====== Data listing ======
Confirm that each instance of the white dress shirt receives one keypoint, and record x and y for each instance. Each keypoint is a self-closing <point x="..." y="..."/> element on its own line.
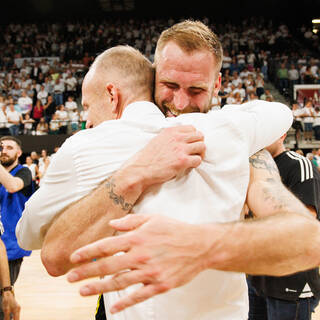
<point x="214" y="192"/>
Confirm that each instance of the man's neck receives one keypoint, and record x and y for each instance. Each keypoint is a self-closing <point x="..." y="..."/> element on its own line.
<point x="279" y="151"/>
<point x="11" y="166"/>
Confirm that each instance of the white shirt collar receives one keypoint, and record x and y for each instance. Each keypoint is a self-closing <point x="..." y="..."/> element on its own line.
<point x="141" y="109"/>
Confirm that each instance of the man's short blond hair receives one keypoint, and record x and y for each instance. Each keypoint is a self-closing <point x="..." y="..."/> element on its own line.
<point x="191" y="36"/>
<point x="132" y="69"/>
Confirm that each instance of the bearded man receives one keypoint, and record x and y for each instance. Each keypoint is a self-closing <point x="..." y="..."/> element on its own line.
<point x="16" y="187"/>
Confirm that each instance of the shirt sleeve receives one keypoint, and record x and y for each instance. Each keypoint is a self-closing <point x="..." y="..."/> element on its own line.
<point x="260" y="122"/>
<point x="57" y="190"/>
<point x="305" y="185"/>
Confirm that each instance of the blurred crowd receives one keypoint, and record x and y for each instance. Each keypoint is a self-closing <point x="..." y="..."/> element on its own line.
<point x="42" y="65"/>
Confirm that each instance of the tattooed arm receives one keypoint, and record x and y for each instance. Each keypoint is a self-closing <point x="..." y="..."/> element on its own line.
<point x="164" y="253"/>
<point x="173" y="150"/>
<point x="266" y="193"/>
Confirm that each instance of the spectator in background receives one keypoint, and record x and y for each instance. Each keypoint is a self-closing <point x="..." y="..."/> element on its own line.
<point x="42" y="127"/>
<point x="16" y="188"/>
<point x="312" y="158"/>
<point x="42" y="95"/>
<point x="223" y="94"/>
<point x="84" y="116"/>
<point x="24" y="103"/>
<point x="49" y="108"/>
<point x="299" y="151"/>
<point x="71" y="85"/>
<point x="14" y="120"/>
<point x="294" y="77"/>
<point x="3" y="120"/>
<point x="316" y="123"/>
<point x="54" y="124"/>
<point x="8" y="303"/>
<point x="74" y="120"/>
<point x="58" y="90"/>
<point x="267" y="95"/>
<point x="297" y="120"/>
<point x="283" y="78"/>
<point x="63" y="118"/>
<point x="259" y="85"/>
<point x="28" y="124"/>
<point x="33" y="167"/>
<point x="307" y="76"/>
<point x="16" y="91"/>
<point x="37" y="112"/>
<point x="70" y="105"/>
<point x="308" y="119"/>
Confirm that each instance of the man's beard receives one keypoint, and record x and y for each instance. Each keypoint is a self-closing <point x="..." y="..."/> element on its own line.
<point x="6" y="161"/>
<point x="170" y="111"/>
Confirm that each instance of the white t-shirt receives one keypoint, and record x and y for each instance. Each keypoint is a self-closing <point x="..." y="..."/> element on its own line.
<point x="308" y="111"/>
<point x="32" y="168"/>
<point x="213" y="192"/>
<point x="13" y="116"/>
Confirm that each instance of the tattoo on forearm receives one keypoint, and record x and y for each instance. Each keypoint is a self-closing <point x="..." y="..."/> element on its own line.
<point x="263" y="160"/>
<point x="118" y="200"/>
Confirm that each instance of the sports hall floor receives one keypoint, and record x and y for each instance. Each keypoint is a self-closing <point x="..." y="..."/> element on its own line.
<point x="46" y="298"/>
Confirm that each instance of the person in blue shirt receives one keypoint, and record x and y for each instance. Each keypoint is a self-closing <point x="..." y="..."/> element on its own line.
<point x="16" y="187"/>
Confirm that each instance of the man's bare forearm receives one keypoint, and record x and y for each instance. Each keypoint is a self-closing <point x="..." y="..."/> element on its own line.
<point x="172" y="151"/>
<point x="248" y="247"/>
<point x="87" y="220"/>
<point x="282" y="238"/>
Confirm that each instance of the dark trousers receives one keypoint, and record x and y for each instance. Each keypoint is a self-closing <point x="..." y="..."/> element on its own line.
<point x="261" y="308"/>
<point x="14" y="268"/>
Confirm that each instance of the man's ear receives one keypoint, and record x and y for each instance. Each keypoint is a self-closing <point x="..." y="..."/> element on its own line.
<point x="217" y="85"/>
<point x="114" y="97"/>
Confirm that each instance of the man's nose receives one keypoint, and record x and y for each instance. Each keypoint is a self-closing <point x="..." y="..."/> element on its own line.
<point x="181" y="100"/>
<point x="89" y="124"/>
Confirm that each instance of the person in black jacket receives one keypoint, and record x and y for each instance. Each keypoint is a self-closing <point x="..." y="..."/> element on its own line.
<point x="293" y="296"/>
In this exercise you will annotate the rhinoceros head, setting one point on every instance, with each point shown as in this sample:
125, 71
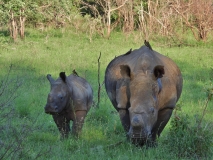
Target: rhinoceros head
144, 88
58, 98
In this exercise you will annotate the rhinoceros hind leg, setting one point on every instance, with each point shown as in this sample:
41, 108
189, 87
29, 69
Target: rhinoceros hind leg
124, 117
78, 122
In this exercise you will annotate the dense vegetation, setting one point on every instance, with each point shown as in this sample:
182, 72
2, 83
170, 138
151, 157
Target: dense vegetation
166, 18
55, 36
28, 133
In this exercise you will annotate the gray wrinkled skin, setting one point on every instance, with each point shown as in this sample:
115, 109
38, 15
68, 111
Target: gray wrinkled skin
69, 100
144, 87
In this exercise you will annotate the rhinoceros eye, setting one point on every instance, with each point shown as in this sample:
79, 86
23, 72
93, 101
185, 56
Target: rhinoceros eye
152, 110
61, 97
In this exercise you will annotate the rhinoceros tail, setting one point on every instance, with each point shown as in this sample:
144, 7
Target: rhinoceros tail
128, 52
63, 76
147, 44
75, 73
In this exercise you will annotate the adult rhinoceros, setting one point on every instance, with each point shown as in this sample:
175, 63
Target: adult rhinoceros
70, 98
144, 87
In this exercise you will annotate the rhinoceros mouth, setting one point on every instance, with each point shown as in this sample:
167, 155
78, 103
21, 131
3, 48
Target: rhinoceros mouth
52, 113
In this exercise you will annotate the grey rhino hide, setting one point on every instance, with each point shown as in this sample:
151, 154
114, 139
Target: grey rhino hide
144, 87
70, 99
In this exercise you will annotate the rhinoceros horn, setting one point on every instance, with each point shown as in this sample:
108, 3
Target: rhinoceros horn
51, 80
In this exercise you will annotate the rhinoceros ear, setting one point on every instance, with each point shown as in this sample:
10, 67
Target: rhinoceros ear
63, 76
159, 71
51, 80
126, 71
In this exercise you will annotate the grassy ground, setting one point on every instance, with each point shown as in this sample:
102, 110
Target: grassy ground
103, 136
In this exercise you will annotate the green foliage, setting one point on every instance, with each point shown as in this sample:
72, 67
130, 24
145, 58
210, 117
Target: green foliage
190, 137
53, 51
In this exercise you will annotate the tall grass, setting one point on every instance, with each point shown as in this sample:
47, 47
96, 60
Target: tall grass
103, 136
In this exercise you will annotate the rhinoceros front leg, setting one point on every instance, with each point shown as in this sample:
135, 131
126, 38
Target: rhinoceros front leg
63, 125
163, 118
78, 122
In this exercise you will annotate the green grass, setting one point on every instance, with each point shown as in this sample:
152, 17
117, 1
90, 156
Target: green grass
103, 136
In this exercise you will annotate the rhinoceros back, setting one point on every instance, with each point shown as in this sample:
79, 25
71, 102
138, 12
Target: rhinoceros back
81, 92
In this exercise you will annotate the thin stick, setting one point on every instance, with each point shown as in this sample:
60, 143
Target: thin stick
99, 84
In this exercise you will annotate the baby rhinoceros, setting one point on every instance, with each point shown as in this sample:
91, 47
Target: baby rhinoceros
70, 98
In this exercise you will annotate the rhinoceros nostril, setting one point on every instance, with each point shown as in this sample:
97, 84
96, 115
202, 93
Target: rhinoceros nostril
56, 108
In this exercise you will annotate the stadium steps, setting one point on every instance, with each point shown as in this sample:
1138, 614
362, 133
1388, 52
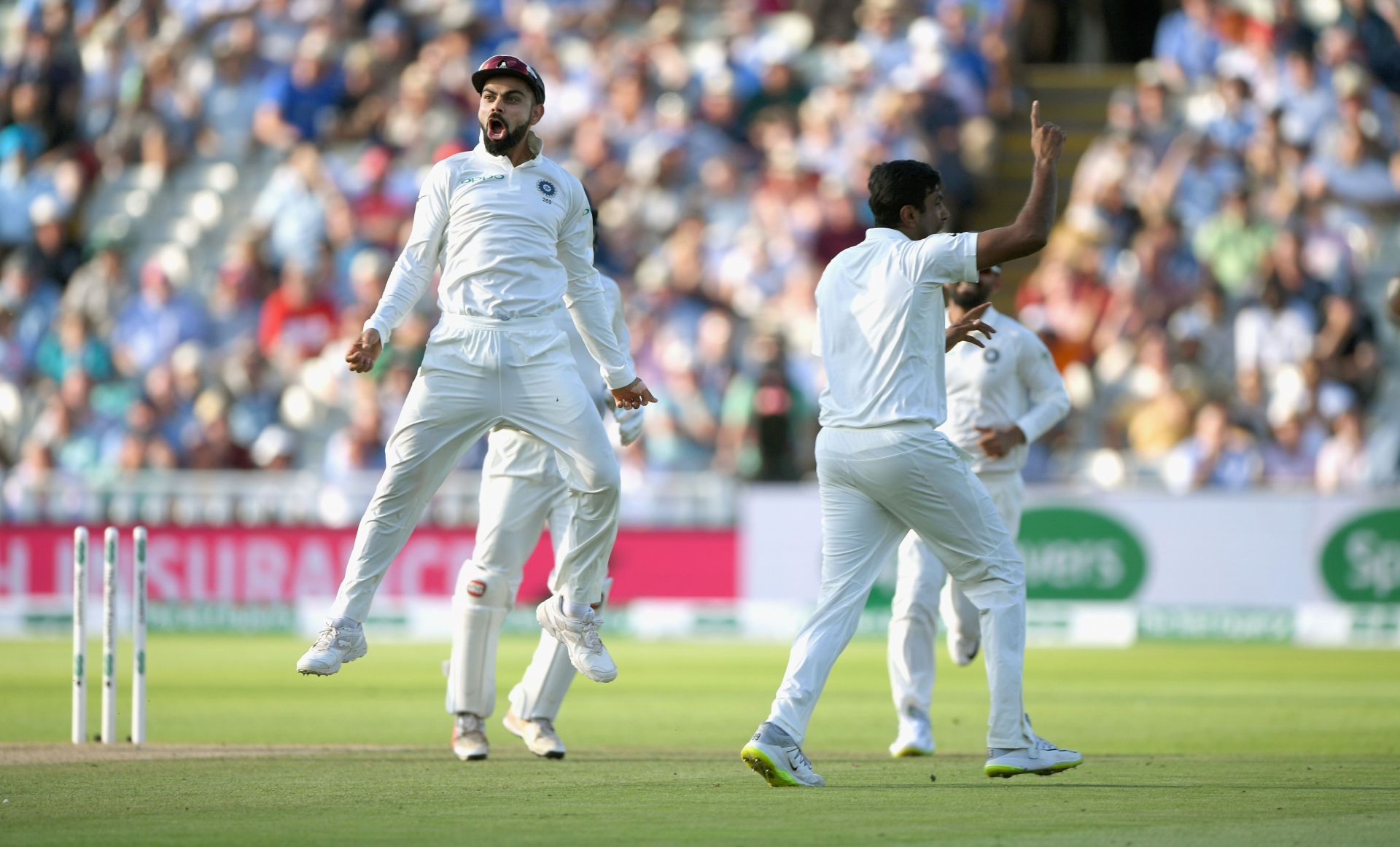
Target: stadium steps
1077, 98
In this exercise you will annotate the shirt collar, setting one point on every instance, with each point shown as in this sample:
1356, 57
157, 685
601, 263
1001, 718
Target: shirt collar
884, 234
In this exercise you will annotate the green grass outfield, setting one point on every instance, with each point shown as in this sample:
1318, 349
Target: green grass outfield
1189, 743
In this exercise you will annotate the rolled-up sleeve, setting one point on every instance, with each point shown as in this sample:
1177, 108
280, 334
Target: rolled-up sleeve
584, 294
413, 272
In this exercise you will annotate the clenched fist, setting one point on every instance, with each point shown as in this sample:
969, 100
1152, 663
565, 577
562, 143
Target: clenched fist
634, 395
365, 351
1046, 139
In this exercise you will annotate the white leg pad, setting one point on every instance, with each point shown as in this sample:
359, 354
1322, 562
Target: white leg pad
541, 692
479, 609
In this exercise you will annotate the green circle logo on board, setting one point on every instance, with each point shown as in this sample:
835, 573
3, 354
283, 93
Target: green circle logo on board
1361, 562
1080, 555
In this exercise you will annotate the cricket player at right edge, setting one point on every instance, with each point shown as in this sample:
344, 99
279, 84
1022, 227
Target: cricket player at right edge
1000, 399
884, 469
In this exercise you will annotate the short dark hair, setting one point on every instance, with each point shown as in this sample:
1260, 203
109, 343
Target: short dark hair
899, 184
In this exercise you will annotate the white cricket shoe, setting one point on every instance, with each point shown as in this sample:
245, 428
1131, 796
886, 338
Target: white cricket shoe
1042, 759
774, 757
538, 734
580, 637
339, 641
916, 738
962, 650
470, 738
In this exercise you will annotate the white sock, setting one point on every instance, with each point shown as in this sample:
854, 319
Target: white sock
573, 609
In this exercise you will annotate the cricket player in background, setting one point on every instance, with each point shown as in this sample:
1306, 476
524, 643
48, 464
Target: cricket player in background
884, 469
1001, 397
513, 231
523, 489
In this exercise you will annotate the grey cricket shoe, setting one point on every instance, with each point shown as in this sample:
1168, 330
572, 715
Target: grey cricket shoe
1041, 759
580, 637
538, 734
341, 641
470, 737
774, 757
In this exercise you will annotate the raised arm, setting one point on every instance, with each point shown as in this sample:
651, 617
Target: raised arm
587, 304
412, 272
1031, 230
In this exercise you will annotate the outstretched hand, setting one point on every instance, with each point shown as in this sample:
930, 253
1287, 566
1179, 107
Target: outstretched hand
998, 442
634, 395
365, 351
962, 329
1046, 139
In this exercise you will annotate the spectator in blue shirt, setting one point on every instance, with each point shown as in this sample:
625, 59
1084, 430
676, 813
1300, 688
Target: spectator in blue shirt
1188, 42
156, 322
301, 100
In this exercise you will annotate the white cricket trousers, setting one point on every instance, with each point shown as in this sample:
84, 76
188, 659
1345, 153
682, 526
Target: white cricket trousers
916, 606
523, 491
478, 374
876, 485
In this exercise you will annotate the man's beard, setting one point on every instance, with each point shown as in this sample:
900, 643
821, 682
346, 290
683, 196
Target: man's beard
968, 299
513, 138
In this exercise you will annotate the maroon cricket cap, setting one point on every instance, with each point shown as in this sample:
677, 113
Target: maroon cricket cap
======
Aim of the exercise | Extract, verbatim, the lines from the one containing "cricket trousers, setting" through the last line of the listing above.

Correct output |
In this exercise you will annotate the white cricket trousers, setting one point on every instance, with each point shown as in this sample:
84, 76
188, 659
1345, 153
682, 526
Target: white cricket trousers
916, 606
523, 491
478, 374
876, 485
In this exercise you will annotate the man's beard, setting one point on every instance, with each point shown as in this sample:
900, 643
821, 682
346, 290
683, 196
Target: man's beard
968, 299
513, 138
In this exercise you will annotate the maroon cricket cap, setting one point on every instance, with each point shown as in this sample:
677, 113
Target: maroon cricket cap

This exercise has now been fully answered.